La révision des 45000, épisode 2

Vendredi, je profite du fait que je n’ai pas de rendez-vous médical ni autre obligation pour cravacher un maximum et boucler la traduction de mon thriller australien avec dix jours d’avance. Comme ça, la semaine prochaine, aucun stress lié au boulot – ce sera toujours ça de pris. Sur ma lancée, je me débarrasse de trois coups de fil importants (je hais le téléphone) et de quelques courriers administratif. Je passe même chez la couturière apporter une robe et un manteau à retoucher! C’est peut-être idiot, mais barrer des trucs sur ma To Do List constitue pour moi l’un des plus courts chemins vers la zénitude. Ca me donne l’impression de contrôler ma vie, au moins dans ses aspects extérieurs. Je trouve ça apaisant. 
Samedi, j’entame le régime sans résidu. Pendant 48h, les fruits et les légumes (frais ou secs) me sont interdits, ainsi que les céréales complètes et les laitages. En temps ordinaire, ça doit représenter 90% de mon alimentation, mais pour deux jours, je survivrai. Histoire de me distraire, je descends en ville porter des livres chez le bouquiniste et je m’offre un thé au Chantilly, puis une séance de ciné dans l’unique salle d’art et d’essai locale. Le moral est bon, voire très bon… jusqu’à ce que la pluie me réveille à trois heures et demie du matin, que je ne parvienne pas à me rendormir et que mes angoisses se jettent sur moi telle une meute de chiens de chasse à la curée. Je passe une fin de nuit affreuse.

MATÉRIEL FOURNI:
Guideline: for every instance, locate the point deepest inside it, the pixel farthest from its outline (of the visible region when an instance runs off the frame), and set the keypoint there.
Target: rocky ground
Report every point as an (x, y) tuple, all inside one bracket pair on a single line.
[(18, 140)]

CONSIGNES:
1) Énumérez tous les aliments que l'extrait sur la révision des 45000 déclare interdits pendant le régime sans résidu.
2) Recopiez le passage de l'extrait sur la révision des 45000 qui va de « La révision des » à « trouve ça apaisant. ».
3) Poursuivez l'extrait sur la révision des 45000 après sa dernière phrase.

RÉPONSES ATTENDUES:
1) Les fruits et les légumes (frais ou secs), les céréales complètes et les laitages.

2)
La révision des 45000, épisode 2

Vendredi, je profite du fait que je n’ai pas de rendez-vous médical ni autre obligation pour cravacher un maximum et boucler la traduction de mon thriller australien avec dix jours d’avance. Comme ça, la semaine prochaine, aucun stress lié au boulot – ce sera toujours ça de pris. Sur ma lancée, je me débarrasse de trois coups de fil importants (je hais le téléphone) et de quelques courriers administratif. Je passe même chez la couturière apporter une robe et un manteau à retoucher! C’est peut-être idiot, mais barrer des trucs sur ma To Do List constitue pour moi l’un des plus courts chemins vers la zénitude. Ca me donne l’impression de contrôler ma vie, au moins dans ses aspects extérieurs. Je trouve ça apaisant.

3)
Dimanche, c’est la purge. Au sens littéral du terme. Bizarrement, alors que c’est le même produit qu’il y a 5 ans (du Citrafleet) et la même posologie, les résultats sont bien moins apocalyptiques. Je n’ai pas du tout mal au ventre et je passe beaucoup moins de temps cumulé sur les toilettes. Je ne sais pas si je dois m’en réjouir ou m’en inquiéter. A partir du milieu de l’après-midi, l’angoisse commence à monter. Je ne crois pas à l’option « Vous n’avez rien, c’est juste la partie bouchonnante de votre colon qui est facilement irritable », et j’essaie de ne pas anticiper la pire – le même cancer que mon père. Donc je me prépare pour une issue médiane, genre un ou des polypes à retirer chirurgicalement le mois prochain. J’ai d’ailleurs fait exprès de ne pas prévoir grand-chose en novembre sorti de mon boulot. Contre toute attente, je passe une nuit potable, même si je me réveille à 4h40 pour ne plus me rendormir. Dans quelques heures, je serai fixée.

Lundi, j’arrive à l’hôpital de bonne heure, et je suis prise en charge par des employés tous super agréables et souriants, depuis les secrétaires de l’accueil jusqu’aux infirmiers de bloc. Mine de rien, ça fait une très grosse différence. Ma gastroentérologue vient me chercher dans le couloir pour me pousser en salle d’op. Pendant que l’anesthésiste (qui n’est pas celui de vendredi, mais une dame intriguée par mon tatouage de Régis) me pose le cathéter, elle me dit qu’elle a lu l’article de blog consacré à ma précédente coloscopie, et elle ajoute avec un sourire plein de douceur: « Le tombeau des hommes, c’est le coeur des vivants. Je me souviens très bien de votre papa. » Je m’endors en pleurant.

(A suivre)

3 réflexions sur “La révision des 45000, épisode 2”

  1. Je lis souvent ton/votre blog (je peux te tutoyer? :)) en mode sous marin. Sans commenter. Mais là, la phrase de ton anesthésiste m'a bousculée. Je trouve cette phrase magnifique. Je ne te connais pas mais contente d'apprendre (après avoir lu tes autres articles) que tu n'as rien. Bonne soirée. Hélène.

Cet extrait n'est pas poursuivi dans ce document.